### [THE EXERCISE]
Which lines of the rows below contain the word "rose"? Return each of them in full, matching case exactly.

### [MATERIALS PROVIDED]
"""
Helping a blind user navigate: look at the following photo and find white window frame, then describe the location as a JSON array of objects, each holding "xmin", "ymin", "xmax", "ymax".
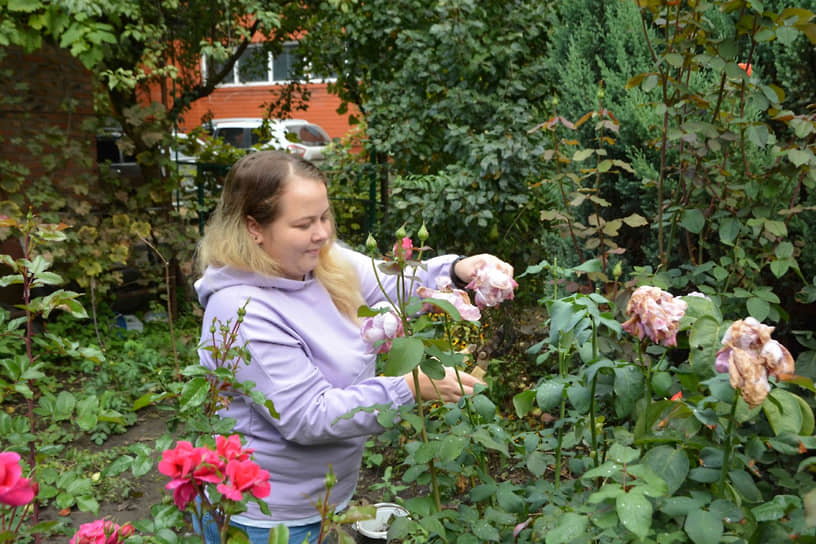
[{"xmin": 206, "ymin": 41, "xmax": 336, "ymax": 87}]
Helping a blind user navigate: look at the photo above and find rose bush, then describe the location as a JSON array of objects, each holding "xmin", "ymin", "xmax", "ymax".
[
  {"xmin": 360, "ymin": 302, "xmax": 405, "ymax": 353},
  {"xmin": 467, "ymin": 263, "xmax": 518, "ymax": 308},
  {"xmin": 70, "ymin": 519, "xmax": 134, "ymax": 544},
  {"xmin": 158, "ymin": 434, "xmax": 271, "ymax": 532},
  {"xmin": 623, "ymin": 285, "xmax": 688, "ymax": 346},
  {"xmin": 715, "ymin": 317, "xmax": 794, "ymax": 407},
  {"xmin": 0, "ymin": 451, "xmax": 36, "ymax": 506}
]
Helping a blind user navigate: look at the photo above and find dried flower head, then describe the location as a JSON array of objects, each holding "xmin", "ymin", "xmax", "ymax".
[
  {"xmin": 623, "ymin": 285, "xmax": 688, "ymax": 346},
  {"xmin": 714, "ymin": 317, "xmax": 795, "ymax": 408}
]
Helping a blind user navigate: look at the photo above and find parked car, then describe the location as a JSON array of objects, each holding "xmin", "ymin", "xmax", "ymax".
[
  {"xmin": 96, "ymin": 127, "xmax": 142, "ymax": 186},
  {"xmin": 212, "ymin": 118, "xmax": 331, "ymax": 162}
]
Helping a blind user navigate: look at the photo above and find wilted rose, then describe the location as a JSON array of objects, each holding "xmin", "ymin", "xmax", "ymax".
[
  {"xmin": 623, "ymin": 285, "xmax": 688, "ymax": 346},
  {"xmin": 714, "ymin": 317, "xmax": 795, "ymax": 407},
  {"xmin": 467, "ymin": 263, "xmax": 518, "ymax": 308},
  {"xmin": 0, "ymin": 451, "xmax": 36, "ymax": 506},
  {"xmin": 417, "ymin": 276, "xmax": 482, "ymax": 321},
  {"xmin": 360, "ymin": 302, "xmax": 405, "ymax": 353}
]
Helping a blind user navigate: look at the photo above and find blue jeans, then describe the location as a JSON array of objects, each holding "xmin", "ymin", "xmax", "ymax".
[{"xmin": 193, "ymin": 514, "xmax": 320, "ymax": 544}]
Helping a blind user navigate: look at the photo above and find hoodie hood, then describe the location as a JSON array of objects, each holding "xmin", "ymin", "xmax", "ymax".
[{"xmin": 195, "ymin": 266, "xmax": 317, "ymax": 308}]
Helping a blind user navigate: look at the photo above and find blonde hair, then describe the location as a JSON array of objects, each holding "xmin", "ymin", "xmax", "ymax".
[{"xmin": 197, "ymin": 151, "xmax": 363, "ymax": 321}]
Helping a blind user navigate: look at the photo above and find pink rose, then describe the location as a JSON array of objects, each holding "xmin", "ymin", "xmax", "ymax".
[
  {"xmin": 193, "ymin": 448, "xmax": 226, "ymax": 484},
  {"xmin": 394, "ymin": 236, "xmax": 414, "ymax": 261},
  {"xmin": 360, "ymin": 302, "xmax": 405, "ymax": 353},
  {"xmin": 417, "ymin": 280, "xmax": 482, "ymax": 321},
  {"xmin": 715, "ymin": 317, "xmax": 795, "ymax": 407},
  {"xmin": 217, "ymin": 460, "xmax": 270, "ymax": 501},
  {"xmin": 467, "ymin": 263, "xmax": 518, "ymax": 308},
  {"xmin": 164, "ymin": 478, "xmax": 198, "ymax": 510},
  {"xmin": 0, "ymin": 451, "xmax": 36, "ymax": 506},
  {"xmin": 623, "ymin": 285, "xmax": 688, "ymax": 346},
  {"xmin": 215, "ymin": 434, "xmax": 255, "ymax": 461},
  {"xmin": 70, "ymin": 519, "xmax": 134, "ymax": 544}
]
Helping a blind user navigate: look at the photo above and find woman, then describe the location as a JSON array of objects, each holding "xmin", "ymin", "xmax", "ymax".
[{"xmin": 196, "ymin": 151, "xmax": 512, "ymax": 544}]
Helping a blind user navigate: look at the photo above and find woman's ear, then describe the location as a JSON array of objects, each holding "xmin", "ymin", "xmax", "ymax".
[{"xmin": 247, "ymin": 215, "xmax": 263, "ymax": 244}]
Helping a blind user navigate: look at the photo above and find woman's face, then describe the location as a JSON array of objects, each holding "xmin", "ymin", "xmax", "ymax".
"""
### [COMPLETE RESPONSE]
Helping a blind user navigate: look at the photo above and find rose bush, then describe the location as a JSON array of objects, each holding "xmin", "ymin", "xmax", "ymax".
Helping a blind user navigate: look at the photo above and find wilted rose, then describe the location as a JSON array of objects, each holding "xmin", "ymin", "xmax", "ymax".
Helping a blind user navigate: look at the photo above and find pink rose, then describe the location as a JSON array of objects, each holding "xmin", "ymin", "xmax", "ymax".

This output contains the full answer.